Task
Pull out each line in the records that contains the word "banner" and list those lines.

Detection annotation records
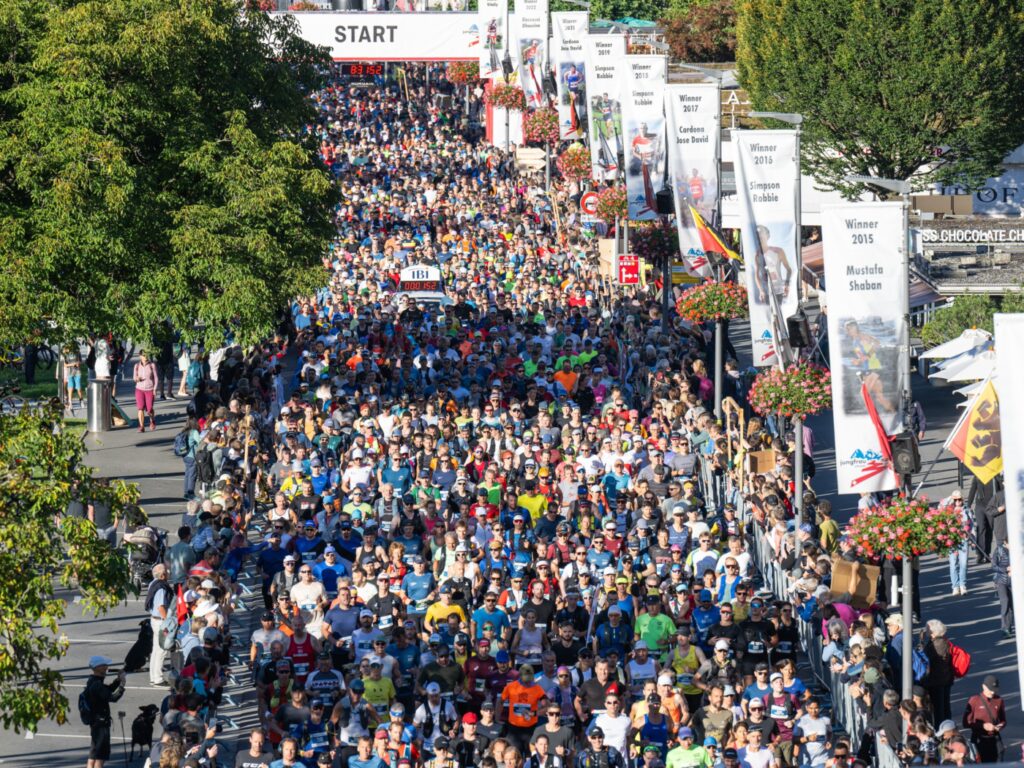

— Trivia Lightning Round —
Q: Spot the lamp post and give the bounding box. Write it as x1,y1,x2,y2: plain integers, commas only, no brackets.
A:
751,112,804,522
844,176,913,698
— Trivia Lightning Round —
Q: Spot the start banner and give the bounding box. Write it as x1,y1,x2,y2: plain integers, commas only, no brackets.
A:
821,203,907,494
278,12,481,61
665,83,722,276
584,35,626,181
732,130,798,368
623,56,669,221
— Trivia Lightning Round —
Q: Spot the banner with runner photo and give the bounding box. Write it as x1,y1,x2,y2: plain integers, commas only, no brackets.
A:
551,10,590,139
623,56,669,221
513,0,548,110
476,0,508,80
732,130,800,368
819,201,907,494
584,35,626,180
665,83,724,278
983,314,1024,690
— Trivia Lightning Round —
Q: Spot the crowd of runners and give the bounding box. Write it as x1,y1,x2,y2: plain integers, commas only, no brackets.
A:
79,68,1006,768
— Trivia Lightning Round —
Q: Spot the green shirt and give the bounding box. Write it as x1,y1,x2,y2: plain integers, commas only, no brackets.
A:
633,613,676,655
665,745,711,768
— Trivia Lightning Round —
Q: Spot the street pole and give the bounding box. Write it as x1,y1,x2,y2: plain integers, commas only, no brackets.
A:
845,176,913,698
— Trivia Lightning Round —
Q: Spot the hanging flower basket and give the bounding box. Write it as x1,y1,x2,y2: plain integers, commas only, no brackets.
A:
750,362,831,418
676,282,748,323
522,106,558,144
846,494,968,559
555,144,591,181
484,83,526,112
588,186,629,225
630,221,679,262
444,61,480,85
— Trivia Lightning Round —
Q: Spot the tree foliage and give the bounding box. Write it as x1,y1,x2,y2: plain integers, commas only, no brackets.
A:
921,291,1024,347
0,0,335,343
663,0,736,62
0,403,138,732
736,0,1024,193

Completed task
Q: Spot the start banner and give the bounding box. Write it as x1,y1,x2,y2: plain integers, commas only, no brackets.
Q: Spot the banner with runner photo and give the bounding box. Write it as x1,y1,x2,y2: plain integers, commas only, no brackets.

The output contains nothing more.